> **Extract**
Exactly. Moving on, later models appeared—I know Microsoft has one, and from what I know, Amazon, though I could be wrong—that caught specific categories in photos. If I took a photo of myself now, it might say "woman," "smile," "sweater," "pants," "room"—random words and objects it pulled from the image. I was able to get a general sense of what the photo was, but nothing more, so it wasn't very useful. But now, thanks to the release of Bard (now Gemini) and GPT with the Vision module, I can find out very easily—OK, besides the waiting and besides there being something in the background of a wall that looks like I'm in a historic tenement house because I didn't take care of it, or whatever else the model decides to add for "poetic effect."

So I understand these descriptions are sometimes too elaborate for what you need?

Yes, yes. I say this ironically now, not because it frustrates me terribly, but to illustrate that besides finding out what I'm looking for, I have to find out a thousand other things that for sighted people are just a normal part of their surroundings. It's in their subconscious and perception, but it doesn't really affect them or slow down their productivity. I can't tell the model to say "what's important to me" because it doesn't know. If there's a photo where the foreground object is important, great. But there are also photos where I want to know exactly what's in them. For example, my friends used my GPTs on wedding photos to find out exactly what was in them, what the views were like, and how they were presented. Sometimes practical and utilitarian descriptions are important. Sometimes what's in the background is important, because something significant might be photographed in the background.

Like some "master of the background," and that's also important regarding what you'd like to know.

Yes, I simply focused on making it precise—so it wouldn't lie, skip things, or be poetic, or do unnecessary things. So as not to limit the input it gets—so it wouldn't skip anything it receives, because you never know what will be useful.

Artificial intelligence is probably only part of your life, but are there other applications where you use it?

Other applications mostly concern me as a person. For example, I really like creating something using MusicGen—it's a model for creating music. If I create a nice beat, I loop it, record something on a MIDI keyboard, and I have very nice music. There is also MusicGen Continuation, which lets me continue something I was wondering how it might sound further. It's always interesting to me whether the model thinks like I do, because that also fascinates me about AI—they seem to notice the non-obvious but miss the obvious.

Give me an example, because that is indeed interesting.

> **Data section**

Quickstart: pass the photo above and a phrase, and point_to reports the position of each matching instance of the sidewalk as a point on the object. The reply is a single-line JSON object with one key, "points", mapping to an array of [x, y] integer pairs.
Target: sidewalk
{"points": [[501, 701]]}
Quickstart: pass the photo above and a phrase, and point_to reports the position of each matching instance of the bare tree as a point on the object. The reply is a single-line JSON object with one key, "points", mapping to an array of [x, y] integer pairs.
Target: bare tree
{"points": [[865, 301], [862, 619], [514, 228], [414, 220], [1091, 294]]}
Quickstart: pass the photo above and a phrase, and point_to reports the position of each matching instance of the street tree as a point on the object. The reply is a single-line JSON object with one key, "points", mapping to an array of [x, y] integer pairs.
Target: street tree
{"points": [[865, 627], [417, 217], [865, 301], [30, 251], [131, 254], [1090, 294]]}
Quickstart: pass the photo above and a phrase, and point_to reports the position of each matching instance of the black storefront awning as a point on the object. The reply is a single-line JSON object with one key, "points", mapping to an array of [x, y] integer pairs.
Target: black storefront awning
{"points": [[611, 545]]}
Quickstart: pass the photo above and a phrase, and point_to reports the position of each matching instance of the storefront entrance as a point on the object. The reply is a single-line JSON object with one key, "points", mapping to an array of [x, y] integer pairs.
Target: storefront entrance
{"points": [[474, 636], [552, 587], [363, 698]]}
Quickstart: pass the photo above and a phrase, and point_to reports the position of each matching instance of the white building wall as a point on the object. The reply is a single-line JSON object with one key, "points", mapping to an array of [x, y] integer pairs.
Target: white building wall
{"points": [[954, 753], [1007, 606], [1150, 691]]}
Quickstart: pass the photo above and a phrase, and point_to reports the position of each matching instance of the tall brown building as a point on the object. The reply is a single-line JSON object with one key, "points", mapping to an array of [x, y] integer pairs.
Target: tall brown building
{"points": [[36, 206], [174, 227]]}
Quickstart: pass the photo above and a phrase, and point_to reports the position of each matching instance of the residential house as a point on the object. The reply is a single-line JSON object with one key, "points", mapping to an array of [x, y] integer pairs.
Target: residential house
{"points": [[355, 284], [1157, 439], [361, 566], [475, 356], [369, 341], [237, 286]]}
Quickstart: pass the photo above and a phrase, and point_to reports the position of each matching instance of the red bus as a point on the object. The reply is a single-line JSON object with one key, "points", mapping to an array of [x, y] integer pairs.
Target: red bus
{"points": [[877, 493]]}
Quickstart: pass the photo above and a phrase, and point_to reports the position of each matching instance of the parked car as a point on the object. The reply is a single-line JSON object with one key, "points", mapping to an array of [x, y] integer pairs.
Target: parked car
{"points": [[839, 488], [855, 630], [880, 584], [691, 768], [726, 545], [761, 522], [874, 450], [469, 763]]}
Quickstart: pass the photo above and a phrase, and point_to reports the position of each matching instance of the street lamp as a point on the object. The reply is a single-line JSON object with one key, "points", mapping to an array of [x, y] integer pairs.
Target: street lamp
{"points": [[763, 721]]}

> **Your assignment**
Copy the interview text above word for word, from "Artificial intelligence is" to "is indeed interesting.".

> **Answer box**
Artificial intelligence is probably only part of your life, but are there other applications where you use it?

Other applications mostly concern me as a person. For example, I really like creating something using MusicGen—it's a model for creating music. If I create a nice beat, I loop it, record something on a MIDI keyboard, and I have very nice music. There is also MusicGen Continuation, which lets me continue something I was wondering how it might sound further. It's always interesting to me whether the model thinks like I do, because that also fascinates me about AI—they seem to notice the non-obvious but miss the obvious.

Give me an example, because that is indeed interesting.